━━━━━ RECORD SET

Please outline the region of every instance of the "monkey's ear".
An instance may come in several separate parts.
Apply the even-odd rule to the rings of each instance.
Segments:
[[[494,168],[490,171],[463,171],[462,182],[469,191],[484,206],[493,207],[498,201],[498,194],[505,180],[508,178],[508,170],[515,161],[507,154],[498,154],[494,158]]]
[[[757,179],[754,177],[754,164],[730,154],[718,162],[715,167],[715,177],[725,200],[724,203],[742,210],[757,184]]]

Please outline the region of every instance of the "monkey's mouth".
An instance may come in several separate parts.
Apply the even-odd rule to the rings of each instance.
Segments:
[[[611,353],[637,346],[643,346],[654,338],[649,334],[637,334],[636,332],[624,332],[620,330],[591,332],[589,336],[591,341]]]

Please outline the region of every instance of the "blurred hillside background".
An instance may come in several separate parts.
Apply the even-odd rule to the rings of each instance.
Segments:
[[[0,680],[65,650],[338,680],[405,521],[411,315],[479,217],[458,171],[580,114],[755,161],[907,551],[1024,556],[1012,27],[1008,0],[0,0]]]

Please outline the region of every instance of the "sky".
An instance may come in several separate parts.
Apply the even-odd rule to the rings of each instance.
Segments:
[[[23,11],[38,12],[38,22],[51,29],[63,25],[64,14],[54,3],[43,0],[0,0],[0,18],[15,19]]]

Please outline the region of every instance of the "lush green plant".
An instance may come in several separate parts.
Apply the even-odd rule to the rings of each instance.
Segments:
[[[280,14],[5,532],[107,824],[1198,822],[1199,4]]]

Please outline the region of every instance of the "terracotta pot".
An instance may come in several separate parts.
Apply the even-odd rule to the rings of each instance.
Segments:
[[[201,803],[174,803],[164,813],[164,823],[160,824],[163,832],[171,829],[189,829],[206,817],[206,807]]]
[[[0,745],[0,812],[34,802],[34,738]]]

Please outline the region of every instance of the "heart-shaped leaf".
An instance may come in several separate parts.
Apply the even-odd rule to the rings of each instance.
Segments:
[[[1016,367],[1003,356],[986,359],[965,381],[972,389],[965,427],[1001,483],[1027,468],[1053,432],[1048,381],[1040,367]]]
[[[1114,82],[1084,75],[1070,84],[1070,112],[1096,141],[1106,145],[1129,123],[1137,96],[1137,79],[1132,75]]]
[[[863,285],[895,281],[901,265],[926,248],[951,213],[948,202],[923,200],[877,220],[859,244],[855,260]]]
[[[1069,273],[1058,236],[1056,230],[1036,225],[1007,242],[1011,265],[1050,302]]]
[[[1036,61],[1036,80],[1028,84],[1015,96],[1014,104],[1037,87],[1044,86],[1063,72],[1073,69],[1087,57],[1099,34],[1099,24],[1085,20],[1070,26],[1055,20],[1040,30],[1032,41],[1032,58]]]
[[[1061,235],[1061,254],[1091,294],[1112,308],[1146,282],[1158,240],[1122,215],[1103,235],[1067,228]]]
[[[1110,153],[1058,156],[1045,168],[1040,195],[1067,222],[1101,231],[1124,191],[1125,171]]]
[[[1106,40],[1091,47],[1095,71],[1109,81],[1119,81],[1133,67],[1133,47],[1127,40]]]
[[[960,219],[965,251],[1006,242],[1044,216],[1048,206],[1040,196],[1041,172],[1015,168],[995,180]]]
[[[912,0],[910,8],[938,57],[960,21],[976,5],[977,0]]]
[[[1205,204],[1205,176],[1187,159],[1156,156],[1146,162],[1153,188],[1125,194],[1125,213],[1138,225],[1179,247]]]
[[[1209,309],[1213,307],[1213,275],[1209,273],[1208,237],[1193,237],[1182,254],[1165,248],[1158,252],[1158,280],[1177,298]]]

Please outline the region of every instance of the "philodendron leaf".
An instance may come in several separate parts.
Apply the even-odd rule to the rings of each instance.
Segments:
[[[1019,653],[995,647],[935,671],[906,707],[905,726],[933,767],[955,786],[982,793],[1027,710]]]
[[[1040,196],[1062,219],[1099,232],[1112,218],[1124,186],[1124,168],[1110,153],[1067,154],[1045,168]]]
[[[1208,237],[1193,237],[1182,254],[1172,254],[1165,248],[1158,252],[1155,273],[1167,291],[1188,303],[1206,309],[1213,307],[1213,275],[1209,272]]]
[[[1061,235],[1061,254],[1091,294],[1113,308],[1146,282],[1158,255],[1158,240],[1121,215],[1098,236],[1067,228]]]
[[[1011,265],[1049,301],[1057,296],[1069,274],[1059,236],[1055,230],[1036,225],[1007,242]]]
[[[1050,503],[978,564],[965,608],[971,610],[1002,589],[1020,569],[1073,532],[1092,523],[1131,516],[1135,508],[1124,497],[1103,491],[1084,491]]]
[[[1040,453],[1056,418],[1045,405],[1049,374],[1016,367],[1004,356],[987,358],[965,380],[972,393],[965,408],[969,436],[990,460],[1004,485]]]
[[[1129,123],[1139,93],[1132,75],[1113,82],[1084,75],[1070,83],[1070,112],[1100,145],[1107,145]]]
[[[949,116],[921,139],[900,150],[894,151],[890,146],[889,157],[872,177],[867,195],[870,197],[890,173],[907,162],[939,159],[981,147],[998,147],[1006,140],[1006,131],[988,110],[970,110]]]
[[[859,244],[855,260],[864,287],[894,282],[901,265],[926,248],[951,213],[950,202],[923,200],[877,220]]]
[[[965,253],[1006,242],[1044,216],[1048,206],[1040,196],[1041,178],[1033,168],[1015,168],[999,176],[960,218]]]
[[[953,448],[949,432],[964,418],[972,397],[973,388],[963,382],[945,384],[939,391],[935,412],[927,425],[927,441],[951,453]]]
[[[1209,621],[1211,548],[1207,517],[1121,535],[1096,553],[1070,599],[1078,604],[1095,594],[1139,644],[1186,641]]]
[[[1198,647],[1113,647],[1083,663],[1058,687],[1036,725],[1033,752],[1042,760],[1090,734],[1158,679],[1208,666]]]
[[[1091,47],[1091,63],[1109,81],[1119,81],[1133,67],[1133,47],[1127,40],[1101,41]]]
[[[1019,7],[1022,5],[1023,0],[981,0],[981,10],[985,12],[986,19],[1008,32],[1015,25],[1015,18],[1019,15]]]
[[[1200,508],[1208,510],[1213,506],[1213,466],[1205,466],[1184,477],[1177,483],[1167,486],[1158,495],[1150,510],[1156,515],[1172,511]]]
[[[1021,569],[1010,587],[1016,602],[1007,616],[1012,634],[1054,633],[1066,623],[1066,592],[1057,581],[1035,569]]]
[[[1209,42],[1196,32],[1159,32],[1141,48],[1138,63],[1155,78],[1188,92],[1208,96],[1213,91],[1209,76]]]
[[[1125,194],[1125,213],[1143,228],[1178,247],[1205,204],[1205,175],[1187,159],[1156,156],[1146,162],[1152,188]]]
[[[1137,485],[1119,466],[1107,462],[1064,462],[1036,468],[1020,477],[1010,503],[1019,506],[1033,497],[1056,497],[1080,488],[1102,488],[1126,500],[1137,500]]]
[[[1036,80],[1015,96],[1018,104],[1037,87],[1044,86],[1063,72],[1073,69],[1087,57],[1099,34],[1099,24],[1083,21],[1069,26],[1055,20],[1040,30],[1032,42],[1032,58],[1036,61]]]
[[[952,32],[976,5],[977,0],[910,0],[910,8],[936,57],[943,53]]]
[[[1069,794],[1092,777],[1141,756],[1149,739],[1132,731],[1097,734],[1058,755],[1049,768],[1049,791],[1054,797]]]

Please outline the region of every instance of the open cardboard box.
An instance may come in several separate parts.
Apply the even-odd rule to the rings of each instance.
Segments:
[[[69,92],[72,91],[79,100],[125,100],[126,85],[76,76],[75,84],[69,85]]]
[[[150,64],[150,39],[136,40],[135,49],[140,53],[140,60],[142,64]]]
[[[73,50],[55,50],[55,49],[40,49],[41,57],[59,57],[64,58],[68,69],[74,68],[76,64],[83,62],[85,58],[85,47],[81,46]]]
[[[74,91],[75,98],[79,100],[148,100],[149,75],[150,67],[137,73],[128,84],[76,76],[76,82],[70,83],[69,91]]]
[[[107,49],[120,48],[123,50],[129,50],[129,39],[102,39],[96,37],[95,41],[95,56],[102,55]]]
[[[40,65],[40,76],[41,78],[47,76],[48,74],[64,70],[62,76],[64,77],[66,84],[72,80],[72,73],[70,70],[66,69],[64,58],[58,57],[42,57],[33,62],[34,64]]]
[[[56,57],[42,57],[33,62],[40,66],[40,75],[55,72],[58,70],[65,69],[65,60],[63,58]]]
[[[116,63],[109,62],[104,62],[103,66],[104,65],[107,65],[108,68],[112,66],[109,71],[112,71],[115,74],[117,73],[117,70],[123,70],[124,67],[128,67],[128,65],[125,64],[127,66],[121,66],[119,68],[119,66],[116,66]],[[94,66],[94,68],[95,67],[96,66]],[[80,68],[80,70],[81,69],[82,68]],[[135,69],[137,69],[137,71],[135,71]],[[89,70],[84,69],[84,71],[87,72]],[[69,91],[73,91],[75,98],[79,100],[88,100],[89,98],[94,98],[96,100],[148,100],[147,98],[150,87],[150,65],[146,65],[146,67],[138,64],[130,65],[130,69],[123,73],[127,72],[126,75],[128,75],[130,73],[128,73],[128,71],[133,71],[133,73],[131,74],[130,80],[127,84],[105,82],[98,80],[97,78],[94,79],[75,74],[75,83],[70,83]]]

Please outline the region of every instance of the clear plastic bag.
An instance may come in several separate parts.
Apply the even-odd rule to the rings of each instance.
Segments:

━━━━━━━━━━

ABOUT THIS TASK -
In the entries above, count each line holding the word "every" and give that count alone.

ANSWER BOX -
10